• **What to do**
Emit only the lines from the line containing "Put one point on each instance of the elderly" through the last line of the entries, unchanged.

-- Data supplied start --

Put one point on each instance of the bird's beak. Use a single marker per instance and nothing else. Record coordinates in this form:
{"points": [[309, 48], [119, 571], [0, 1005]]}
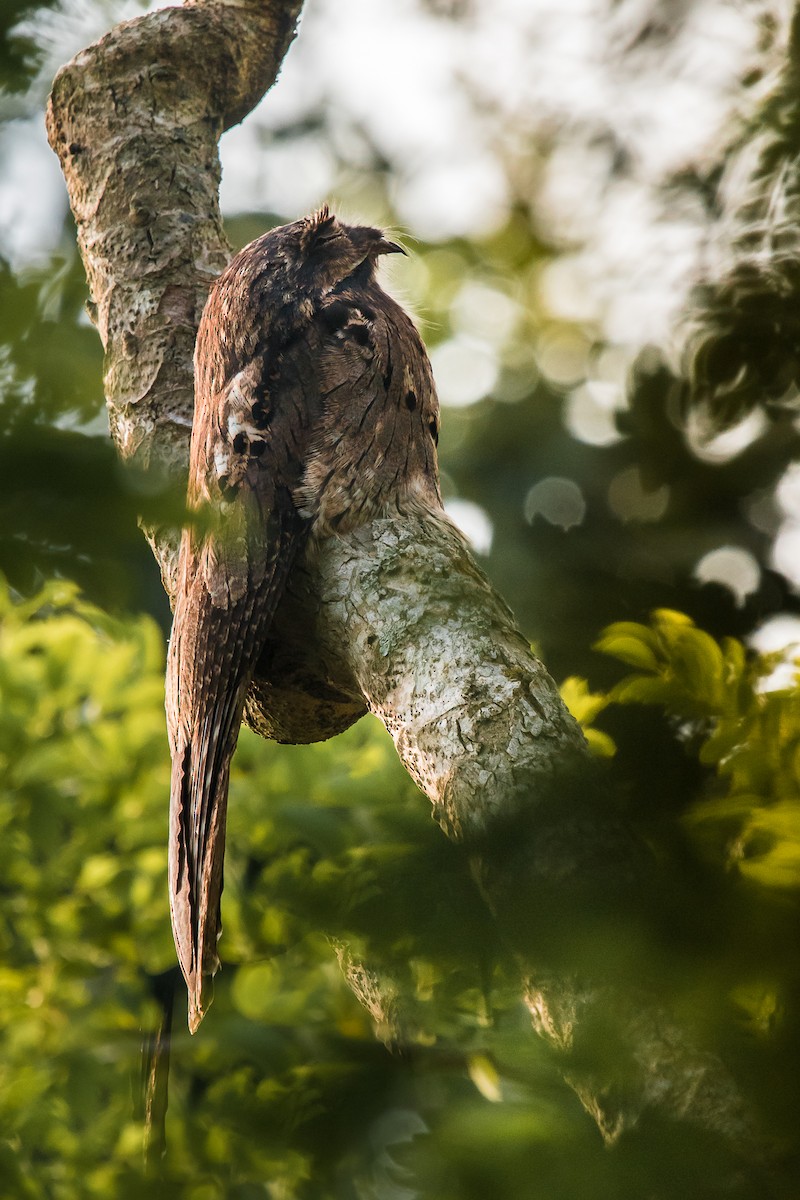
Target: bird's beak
{"points": [[390, 247]]}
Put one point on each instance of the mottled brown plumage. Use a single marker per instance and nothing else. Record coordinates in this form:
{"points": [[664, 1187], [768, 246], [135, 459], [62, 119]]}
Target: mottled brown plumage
{"points": [[314, 412]]}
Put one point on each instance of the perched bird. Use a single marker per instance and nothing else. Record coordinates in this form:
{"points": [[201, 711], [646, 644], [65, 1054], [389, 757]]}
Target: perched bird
{"points": [[316, 412]]}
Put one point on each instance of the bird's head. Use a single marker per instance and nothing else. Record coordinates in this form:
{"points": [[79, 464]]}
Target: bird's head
{"points": [[328, 251]]}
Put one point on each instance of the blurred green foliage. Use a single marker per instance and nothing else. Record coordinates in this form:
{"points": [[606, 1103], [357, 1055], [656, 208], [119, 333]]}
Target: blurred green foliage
{"points": [[287, 1092]]}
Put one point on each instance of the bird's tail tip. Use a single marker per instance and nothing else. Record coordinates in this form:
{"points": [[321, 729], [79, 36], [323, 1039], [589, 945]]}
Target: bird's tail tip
{"points": [[200, 994]]}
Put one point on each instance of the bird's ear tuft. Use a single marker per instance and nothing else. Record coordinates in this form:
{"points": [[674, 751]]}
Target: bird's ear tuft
{"points": [[317, 226]]}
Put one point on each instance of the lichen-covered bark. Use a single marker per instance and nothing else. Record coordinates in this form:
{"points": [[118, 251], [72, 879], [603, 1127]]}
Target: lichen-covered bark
{"points": [[396, 617], [136, 120]]}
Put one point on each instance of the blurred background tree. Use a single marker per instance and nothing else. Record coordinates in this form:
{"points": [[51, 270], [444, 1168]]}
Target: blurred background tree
{"points": [[601, 203]]}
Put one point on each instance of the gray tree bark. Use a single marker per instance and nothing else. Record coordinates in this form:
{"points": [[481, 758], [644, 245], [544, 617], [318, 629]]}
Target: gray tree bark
{"points": [[395, 618]]}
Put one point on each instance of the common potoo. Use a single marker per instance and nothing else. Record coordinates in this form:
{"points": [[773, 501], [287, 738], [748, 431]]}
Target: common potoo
{"points": [[314, 412]]}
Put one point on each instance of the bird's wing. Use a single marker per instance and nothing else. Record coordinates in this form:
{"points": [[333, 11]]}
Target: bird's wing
{"points": [[247, 450]]}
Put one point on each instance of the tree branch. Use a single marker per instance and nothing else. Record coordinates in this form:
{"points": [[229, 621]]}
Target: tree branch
{"points": [[396, 617]]}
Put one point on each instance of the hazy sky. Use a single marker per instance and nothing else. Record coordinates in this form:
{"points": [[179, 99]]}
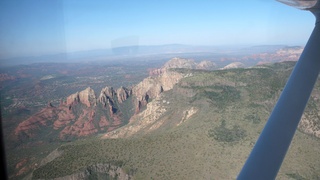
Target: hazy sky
{"points": [[38, 27]]}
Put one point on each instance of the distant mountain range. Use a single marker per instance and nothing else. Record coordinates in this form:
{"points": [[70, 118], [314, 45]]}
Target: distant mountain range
{"points": [[187, 122], [122, 53]]}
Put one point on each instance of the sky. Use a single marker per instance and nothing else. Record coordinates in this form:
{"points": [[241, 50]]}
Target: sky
{"points": [[41, 27]]}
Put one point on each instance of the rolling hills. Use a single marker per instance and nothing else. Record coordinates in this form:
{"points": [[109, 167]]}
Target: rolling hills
{"points": [[201, 125]]}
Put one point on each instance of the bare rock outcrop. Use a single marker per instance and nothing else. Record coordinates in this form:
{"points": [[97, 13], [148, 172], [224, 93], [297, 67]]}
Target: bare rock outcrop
{"points": [[86, 97], [123, 94], [206, 65], [233, 65]]}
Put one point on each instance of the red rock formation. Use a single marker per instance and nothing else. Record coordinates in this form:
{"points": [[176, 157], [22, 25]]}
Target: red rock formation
{"points": [[123, 94]]}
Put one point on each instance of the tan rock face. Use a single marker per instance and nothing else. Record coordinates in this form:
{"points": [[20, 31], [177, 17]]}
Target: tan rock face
{"points": [[80, 116], [86, 97], [77, 116], [206, 65], [123, 94]]}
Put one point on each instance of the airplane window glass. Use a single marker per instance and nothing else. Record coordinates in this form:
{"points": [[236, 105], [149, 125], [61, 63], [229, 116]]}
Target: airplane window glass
{"points": [[149, 89]]}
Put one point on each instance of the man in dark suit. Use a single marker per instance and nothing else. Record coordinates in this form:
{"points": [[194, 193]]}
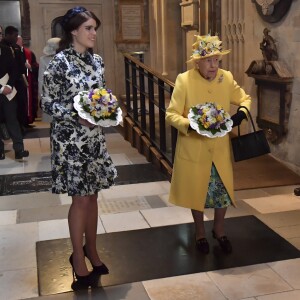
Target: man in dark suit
{"points": [[8, 104], [10, 39]]}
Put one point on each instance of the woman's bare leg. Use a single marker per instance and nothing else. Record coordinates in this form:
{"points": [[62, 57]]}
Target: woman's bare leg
{"points": [[91, 232], [77, 218], [219, 221]]}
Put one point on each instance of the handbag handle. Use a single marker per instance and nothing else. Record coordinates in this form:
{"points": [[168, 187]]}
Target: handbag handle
{"points": [[249, 114]]}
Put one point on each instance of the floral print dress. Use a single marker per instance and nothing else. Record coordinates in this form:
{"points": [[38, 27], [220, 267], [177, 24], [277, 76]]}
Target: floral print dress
{"points": [[80, 162]]}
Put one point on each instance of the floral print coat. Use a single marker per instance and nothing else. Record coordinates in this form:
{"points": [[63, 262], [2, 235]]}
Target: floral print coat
{"points": [[80, 162]]}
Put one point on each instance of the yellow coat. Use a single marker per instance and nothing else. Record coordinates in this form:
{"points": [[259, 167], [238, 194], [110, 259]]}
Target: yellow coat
{"points": [[195, 153]]}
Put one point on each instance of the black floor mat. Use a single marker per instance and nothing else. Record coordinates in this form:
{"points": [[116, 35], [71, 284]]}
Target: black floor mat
{"points": [[138, 255], [15, 184]]}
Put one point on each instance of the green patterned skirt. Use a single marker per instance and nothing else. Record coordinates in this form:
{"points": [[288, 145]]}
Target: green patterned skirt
{"points": [[217, 196]]}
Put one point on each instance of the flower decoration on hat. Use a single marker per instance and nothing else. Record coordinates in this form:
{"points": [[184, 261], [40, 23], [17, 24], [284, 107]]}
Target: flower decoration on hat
{"points": [[207, 45]]}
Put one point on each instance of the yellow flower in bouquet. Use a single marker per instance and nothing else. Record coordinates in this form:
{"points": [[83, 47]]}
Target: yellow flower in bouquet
{"points": [[99, 106]]}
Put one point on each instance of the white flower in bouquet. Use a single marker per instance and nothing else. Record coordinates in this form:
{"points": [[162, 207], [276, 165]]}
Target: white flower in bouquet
{"points": [[98, 106], [210, 119]]}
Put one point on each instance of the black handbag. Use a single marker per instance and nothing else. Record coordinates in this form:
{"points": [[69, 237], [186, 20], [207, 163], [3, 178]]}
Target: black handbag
{"points": [[251, 144]]}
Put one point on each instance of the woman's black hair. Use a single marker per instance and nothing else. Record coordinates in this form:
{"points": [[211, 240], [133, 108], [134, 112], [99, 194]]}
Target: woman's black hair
{"points": [[71, 21]]}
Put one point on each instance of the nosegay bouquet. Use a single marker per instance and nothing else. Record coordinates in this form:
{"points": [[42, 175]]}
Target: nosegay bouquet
{"points": [[210, 119], [98, 106]]}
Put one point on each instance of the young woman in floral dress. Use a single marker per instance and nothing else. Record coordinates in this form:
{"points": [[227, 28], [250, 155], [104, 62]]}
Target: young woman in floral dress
{"points": [[81, 165]]}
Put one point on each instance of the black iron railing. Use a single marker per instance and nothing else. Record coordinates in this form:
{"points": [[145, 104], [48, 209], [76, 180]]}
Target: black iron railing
{"points": [[147, 95]]}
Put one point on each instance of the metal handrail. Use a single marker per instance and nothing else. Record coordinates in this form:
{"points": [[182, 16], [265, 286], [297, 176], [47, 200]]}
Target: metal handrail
{"points": [[147, 96]]}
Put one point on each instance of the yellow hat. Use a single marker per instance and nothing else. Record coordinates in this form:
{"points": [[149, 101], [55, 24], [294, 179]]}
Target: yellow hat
{"points": [[207, 45]]}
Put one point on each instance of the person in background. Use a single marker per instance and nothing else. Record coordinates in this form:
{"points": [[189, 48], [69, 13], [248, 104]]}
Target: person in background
{"points": [[8, 102], [49, 52], [32, 69], [21, 83], [81, 165], [4, 135], [202, 172]]}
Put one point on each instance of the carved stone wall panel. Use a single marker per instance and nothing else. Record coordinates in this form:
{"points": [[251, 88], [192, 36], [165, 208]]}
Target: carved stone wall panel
{"points": [[233, 32]]}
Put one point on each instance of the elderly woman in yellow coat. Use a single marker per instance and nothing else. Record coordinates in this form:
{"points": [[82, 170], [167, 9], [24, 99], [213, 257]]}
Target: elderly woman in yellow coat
{"points": [[202, 172]]}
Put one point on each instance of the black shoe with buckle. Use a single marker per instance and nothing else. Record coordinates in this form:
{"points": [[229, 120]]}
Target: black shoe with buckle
{"points": [[2, 155], [202, 245], [21, 154], [223, 242]]}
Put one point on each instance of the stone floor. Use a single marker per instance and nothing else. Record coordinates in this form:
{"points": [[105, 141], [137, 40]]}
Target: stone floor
{"points": [[26, 219]]}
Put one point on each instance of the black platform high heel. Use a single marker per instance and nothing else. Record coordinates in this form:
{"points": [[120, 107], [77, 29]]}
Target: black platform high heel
{"points": [[82, 280], [100, 270], [223, 242]]}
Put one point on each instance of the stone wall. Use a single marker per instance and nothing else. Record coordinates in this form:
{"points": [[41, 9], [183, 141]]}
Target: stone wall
{"points": [[287, 34]]}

-- Data supplied end --

• **Full solution**
Put one point on each instance of the elderly woman in yellow coat. Use a single marker per instance and nothing else. Record coordinates in this form:
{"points": [[82, 170], [167, 9], [24, 99], [213, 257]]}
Target: elderly woman in yellow coat
{"points": [[202, 172]]}
Put one point on each instance of the black shoe with buckle. Use a single marker per instance and nothing else. Record coordinates in this form:
{"points": [[229, 120]]}
Target: black shoe with buckle
{"points": [[2, 155], [202, 245], [21, 154], [223, 242]]}
Put one point on each instance of the stone floor. Use a single marker per instance and nothing else. Record coordinates in this form:
{"points": [[105, 141], [137, 40]]}
Target: stone floor
{"points": [[26, 219]]}
Put one point on each instance of the black platform high heel. Use a single marker per instance and nothing else. Record coordinates in this form:
{"points": [[120, 107], [77, 29]]}
Target: black platform high heel
{"points": [[82, 280], [100, 270], [223, 242]]}
Put one point on each instance of the stone wall. Use a single marker per instance and nothing else. Record coordinates in this form:
{"points": [[41, 9], [183, 141]]}
Target: stone wall
{"points": [[287, 34]]}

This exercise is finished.